→ ASSIGNED TASK:
Every record needs to be set down again without a single difference.

┄┄┄┄┄┄┄┄┄┄┄┄┄┄┄┄┄┄┄┄

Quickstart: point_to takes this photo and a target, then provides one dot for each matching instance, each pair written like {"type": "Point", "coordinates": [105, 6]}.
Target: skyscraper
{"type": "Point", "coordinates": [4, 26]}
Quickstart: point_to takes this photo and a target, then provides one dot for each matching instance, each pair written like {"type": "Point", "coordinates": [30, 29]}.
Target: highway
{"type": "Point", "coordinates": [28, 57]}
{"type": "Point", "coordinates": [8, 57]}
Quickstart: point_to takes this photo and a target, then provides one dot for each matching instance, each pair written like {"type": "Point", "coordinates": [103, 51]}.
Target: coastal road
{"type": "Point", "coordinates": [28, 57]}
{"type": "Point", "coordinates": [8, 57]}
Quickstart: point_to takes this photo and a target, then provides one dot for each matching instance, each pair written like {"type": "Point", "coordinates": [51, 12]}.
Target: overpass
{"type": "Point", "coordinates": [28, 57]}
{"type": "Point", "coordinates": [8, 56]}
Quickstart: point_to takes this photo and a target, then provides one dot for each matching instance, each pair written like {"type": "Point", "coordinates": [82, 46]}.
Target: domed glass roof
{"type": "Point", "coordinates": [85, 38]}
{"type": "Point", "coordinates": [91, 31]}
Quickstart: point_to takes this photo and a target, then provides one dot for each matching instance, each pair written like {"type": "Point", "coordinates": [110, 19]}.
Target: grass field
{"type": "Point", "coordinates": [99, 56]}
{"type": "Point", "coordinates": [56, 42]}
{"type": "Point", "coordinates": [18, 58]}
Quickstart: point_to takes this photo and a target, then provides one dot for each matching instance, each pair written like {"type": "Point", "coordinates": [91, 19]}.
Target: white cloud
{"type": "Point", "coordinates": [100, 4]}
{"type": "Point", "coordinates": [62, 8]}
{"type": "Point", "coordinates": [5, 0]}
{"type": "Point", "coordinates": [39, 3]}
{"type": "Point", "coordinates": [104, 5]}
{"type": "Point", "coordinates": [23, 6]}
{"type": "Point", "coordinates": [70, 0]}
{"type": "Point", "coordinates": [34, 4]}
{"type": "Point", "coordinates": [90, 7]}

┄┄┄┄┄┄┄┄┄┄┄┄┄┄┄┄┄┄┄┄

→ FINISHED EXERCISE:
Quickstart: point_to takes this photo and a target, then provides one dot for each matching instance, each pair written like {"type": "Point", "coordinates": [105, 6]}.
Target: skyscraper
{"type": "Point", "coordinates": [4, 26]}
Quickstart: point_to takes this photo and a target, then provides one dot for each matching instance, each pair written like {"type": "Point", "coordinates": [30, 29]}.
Target: highway
{"type": "Point", "coordinates": [28, 57]}
{"type": "Point", "coordinates": [8, 57]}
Quickstart: point_to takes this photo and a target, then provides one dot for each matching instance, each pair written like {"type": "Point", "coordinates": [103, 51]}.
Target: coastal road
{"type": "Point", "coordinates": [28, 57]}
{"type": "Point", "coordinates": [8, 57]}
Quickstart: point_to takes this photo and a target, then provides one dot for each matching instance, each pair written like {"type": "Point", "coordinates": [51, 12]}.
Target: overpass
{"type": "Point", "coordinates": [28, 57]}
{"type": "Point", "coordinates": [8, 56]}
Quickstart: point_to takes this photo and a target, then provides one dot for each matching instance, each pair written like {"type": "Point", "coordinates": [82, 46]}.
Target: domed glass roof
{"type": "Point", "coordinates": [85, 38]}
{"type": "Point", "coordinates": [91, 31]}
Quickstart: point_to takes this photo and a target, then provides one dot for each matching instance, each pair written like {"type": "Point", "coordinates": [110, 19]}.
Target: grass field
{"type": "Point", "coordinates": [99, 56]}
{"type": "Point", "coordinates": [56, 42]}
{"type": "Point", "coordinates": [18, 58]}
Quickstart: point_to takes this photo and a target, then provides one dot for each matching instance, each pair written like {"type": "Point", "coordinates": [91, 19]}.
Target: white cloud
{"type": "Point", "coordinates": [100, 4]}
{"type": "Point", "coordinates": [62, 8]}
{"type": "Point", "coordinates": [5, 0]}
{"type": "Point", "coordinates": [39, 3]}
{"type": "Point", "coordinates": [104, 5]}
{"type": "Point", "coordinates": [23, 6]}
{"type": "Point", "coordinates": [70, 0]}
{"type": "Point", "coordinates": [34, 4]}
{"type": "Point", "coordinates": [90, 7]}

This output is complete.